**What the task asks**
Write the next part of the opinion piece on the sedition law below, carrying on from its final sentence, before the items that follow it.
[START Passage provided]
An Archaic Law Which Must Be Repealed

The charging of Tim Selwyn with publishing a seditious statement over the pamphlets distributed as part of the axe attack on the Prime Minister's electorate office last year marks a new low for freedom in this country. Here a man is facing up to two years in jail, not because of something he did (that is covered by a seperate charge of conspiring to commit criminal damage), but because of something he said. This criminalisation of speech is an affront to our democratic values which must be ended.

The charges have been brought under an archaic section of the law which criminalises making, publishing, or disseminating any statement expressing a"seditious intention". A "seditious intention" is defined as an intention to "bring into hatred or contempt, or to excite disaffection against" the Queen or the government, to "incite... or encourage violence, lawlessness, or disorder" or any offence that is "prejudicial to the public safety", to incite "hostility or ill will" between different classes or groups of people, or to incite the public to bring about constitutional change by unlawful means. While some of this sounds reasonable, or even necessary to protect the rule of law, there is a serious problem: the question of what excites "disaffection", "lawlessness" or "hostility" is entirely at the whim of the authorities. And generally, it has been used as a tool of political persecution. In the past, sedition charges have been brought against unionists, conscientious objectors, and those advocating unpopular or "unpatriotic" political causes. Peter Fraser (the future Labour Prime Minister) was jailed for sedition in 1916 for advocating the repeal of conscription, and Bishop James Liston was charged in 1922 over a St Patrick's Day speech criticising the behaviour of the British in Ireland. Conceivably, such charges could also be brought against those agitating for republicanism, urging civil disobedience, or questioning the prevailing interpretation of the Treaty of Waitangi.
[END Passage provided]
[START Provided material]
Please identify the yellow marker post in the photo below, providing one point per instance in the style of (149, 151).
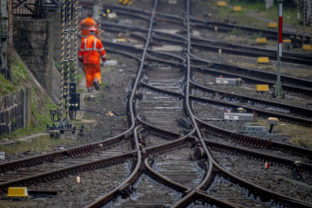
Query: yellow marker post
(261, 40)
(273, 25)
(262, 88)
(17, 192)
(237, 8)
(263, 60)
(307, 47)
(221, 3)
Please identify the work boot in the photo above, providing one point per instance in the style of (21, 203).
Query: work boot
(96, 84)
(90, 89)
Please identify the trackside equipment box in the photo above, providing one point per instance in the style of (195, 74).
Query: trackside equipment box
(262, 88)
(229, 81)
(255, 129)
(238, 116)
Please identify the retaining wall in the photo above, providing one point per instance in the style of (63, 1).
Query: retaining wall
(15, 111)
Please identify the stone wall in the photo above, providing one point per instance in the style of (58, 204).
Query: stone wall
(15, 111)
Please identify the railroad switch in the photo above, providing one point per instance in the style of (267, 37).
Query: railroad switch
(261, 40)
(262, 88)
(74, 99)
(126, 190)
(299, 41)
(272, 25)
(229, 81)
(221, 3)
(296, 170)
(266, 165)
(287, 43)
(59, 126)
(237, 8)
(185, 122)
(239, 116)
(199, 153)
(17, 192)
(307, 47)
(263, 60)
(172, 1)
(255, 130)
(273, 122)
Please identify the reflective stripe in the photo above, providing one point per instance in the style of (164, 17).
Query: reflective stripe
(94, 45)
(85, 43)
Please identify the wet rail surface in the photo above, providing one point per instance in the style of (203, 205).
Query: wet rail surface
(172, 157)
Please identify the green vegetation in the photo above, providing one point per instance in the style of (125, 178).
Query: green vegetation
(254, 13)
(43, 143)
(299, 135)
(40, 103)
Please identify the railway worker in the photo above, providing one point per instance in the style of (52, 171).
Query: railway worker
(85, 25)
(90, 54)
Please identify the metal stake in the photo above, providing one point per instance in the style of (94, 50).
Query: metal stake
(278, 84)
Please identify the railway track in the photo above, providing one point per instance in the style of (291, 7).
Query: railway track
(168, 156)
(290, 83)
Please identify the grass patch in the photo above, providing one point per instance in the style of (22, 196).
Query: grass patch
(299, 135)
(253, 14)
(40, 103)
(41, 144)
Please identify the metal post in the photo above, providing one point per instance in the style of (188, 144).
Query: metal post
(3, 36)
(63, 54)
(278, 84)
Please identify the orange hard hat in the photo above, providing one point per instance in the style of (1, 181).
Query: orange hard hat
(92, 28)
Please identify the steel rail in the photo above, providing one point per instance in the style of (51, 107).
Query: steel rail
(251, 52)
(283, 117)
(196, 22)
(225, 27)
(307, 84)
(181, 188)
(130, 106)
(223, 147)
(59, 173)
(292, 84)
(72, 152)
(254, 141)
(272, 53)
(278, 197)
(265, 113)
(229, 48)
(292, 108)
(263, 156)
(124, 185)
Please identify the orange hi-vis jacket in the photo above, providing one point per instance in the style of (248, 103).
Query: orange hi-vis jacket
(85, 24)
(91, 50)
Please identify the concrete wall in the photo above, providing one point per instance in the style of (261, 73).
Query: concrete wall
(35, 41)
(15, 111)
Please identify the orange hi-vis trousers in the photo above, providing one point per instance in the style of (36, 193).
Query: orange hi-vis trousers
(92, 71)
[END Provided material]
**Result of the task**
This history of abuse shows the fundamental problem with laws against sedition: they are primarily targeted not at immediate incitement, but at abstract advocacy. Calling for an end to conscription, for Irish independence, or even for proletarian revolution does not entail any immediate danger to people or property which would justify criminal sanction. Instead, they are simply ideas the governments of the day did not like. But in a free and democratic society, the government should not be dictating what its citizens are allowed to think and say. Democracies do not believe in "ThoughtCrime".

The criminalisation of sedition is fundamentally incompatible with modern conceptions of a free and democratic society, and fundamentally incompatible with the affirmation of the right to freedom of expression in our Bill of Rights Act. It is an archaic remainder of a bygone age which has no place in modern New Zealand. It is time for this law to go.